### Work to do
**a.** In the forum thread about Grand Central Dispatch and OpenCL, which ATI card series is said to be the only one that supports shared memory?
**b.** Pick up the forum thread about Grand Central Dispatch and OpenCL where it stops and keep it going.

### Text to read
☆ ☆ ☆ ☆ ☆ ☆ ☆

Grand Central Dispatch and Open CL Bring Significant Performance Improvements for Optimized Applications

Sharangad · Sep 19, 2009

djgamble said:
Apple's just been MEGA lazy with the drivers!!!
We're talking 3.5 years of computers... they've chosen not 2 support 2 VERY POPULAR ATI cards (which basically cover everybody who doesn't have the latest round of MBP's or Mac Pro's.)

It's just a grudge match against ATI... Apple ALWAYS does this...
OS X OpenGL - didn't support the older ATI cards (OS 9 OpenGL did though? Apple got sued big time for that one because they'd sold a bunch of iMacs to a HUGE law firm... claiming they were OS X capable as they had G3's)
Quartz extreme - didn't support the Rage Pro...
Quartz extreme (when updated) - didn't support the GeForce 2
OpenCL - doesn't support computers more than 2 years old (although it was drafted out and announced before then)

Unfortunately your 3870 doesn't support shared memory which is required for OpenCL. All nvidia DirectX10 cards supports this but of Ati cards only the HD4000 series support this. Your 3870 will never support OpenCL.

As for your older cards, The Rage Pro was a DX5 generation card, which was probably why it was dropped.
Quartz Extreme required DirectX 9 class (programmable hardware), the geforce 2 was a DX7 card and didn't have programmable shaders (cores) to run QuartzExtreme.

Now the 3870 doesn't have shared memory despite being a DX10 card ( as DX10 didn't require it. However nvidia's all of nvidia's DX10 cards support it as they were designed for CUDA and OpenCL is just a non-proprietary version of CUDA).

If anything you should blame Ati for building such a lame card.

holmesf · Sep 19, 2009

2002cbr600f4i said:
Given that it's been pouring here for the last 4 days, and they're calling for more rain all weekend (anyone got an Arc they can loan me???) I might go ahead and take a crack at writing some sort of program to test the various configurations discussed earlier in the thread.

Some possible ideas I had:

1) a process that takes 2 very huge (100000x100000 each) arrays of numbers and multiplies them together
2) something that takes a huge list of random text names in mixed case and converts them into uppercase.

☆ ☆ ☆ ☆ ☆ ☆ ☆

### Data records

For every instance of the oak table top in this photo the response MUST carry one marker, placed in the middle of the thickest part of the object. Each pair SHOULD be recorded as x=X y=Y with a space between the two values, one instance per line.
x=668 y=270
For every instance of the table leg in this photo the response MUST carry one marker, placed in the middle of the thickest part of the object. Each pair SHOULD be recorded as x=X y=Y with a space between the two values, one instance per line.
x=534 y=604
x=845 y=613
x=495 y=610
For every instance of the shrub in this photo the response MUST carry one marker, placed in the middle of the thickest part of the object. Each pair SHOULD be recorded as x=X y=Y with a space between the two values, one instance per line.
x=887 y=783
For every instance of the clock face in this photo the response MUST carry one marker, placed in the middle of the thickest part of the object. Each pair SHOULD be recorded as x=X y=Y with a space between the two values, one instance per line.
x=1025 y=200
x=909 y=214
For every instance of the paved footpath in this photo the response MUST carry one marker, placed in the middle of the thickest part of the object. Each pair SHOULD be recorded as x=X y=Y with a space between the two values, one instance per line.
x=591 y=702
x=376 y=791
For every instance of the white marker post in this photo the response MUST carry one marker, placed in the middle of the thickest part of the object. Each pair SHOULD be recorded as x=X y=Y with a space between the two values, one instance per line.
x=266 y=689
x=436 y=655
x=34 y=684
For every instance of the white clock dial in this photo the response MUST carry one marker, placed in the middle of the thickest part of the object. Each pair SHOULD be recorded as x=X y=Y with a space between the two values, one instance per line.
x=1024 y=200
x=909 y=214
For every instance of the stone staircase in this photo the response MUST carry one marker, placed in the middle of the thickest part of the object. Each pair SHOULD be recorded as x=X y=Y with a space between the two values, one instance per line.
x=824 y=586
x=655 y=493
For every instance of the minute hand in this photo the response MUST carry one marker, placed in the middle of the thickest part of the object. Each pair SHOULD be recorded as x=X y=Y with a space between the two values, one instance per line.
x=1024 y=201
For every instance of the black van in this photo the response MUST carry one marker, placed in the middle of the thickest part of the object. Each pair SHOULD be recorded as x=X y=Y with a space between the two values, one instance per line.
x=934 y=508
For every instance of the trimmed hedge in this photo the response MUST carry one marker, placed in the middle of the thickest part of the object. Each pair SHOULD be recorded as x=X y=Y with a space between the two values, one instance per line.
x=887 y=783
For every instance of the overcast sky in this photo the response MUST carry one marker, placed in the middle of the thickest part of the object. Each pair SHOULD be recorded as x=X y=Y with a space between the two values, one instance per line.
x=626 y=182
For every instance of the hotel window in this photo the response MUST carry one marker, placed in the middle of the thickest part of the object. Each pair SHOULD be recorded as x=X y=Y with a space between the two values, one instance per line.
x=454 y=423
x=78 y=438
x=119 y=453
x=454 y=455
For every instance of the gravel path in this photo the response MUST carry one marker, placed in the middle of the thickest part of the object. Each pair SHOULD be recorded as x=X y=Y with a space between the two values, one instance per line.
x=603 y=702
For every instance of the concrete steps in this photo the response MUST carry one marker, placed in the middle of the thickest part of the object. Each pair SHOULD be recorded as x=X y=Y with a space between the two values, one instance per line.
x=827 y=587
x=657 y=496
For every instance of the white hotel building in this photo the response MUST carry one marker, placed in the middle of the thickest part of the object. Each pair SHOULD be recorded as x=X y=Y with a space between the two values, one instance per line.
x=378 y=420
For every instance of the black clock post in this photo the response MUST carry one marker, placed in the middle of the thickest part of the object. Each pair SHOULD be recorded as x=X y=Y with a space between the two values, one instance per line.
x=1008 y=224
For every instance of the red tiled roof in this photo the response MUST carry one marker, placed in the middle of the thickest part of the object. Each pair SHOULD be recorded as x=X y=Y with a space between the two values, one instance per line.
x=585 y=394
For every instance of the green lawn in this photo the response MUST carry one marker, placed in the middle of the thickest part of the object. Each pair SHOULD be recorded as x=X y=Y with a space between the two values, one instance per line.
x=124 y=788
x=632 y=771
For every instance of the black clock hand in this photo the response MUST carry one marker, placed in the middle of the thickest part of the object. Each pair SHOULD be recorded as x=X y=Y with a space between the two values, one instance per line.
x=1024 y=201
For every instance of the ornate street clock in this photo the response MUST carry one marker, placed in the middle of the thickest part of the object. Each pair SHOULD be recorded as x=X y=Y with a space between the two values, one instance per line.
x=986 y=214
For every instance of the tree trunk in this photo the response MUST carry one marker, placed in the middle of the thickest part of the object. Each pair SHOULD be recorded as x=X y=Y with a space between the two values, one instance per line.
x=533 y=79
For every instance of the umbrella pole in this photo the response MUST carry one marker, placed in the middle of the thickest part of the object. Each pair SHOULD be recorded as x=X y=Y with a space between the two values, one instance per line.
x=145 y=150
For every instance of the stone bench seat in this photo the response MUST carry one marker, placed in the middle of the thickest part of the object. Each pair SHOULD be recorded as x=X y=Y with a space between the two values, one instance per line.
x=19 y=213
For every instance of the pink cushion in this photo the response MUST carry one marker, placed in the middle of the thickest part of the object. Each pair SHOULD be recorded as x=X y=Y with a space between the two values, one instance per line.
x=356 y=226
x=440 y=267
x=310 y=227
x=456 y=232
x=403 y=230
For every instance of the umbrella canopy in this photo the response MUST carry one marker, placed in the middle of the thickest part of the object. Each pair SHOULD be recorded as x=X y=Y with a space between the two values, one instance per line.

☆ ☆ ☆ ☆ ☆ ☆ ☆

### Results in order
**a.** The HD4000 series.

**b.**
3) something that does some kind of sort of a large amount of data (maybe the outputs of 1 and 2?) This is assuming I can find and implement a sort algorithm that can be done both linearly and threaded.

I might even try to make all 3 be run to REALLY stress things.

Note, that I plan to pre-generate all the test data so the exact same "random" data can be run over and over, taking variations in the data out of the "benchmarking" equation, regardless of user running it and computer.

So, my plan would be:

* Implement each of these things in a linear processing fashion.
* Implement each of these things to be done using blocks + GCD
* Implement each of these to be done by OpenCL

(Once I get the 1st or 2nd one implemented, I'll toss up the source code someplace and ask somebody who's more familiar with OSX development to write the normal PThreads type implementation since I don't have a clue how to do that.)

I'll keep you all updated to my progress over the weekend. I haven't done much Objective C - (in fact it's been nearly a year since I've touched it) but I think I'll be able to figure out how to do at least some of this this weekend.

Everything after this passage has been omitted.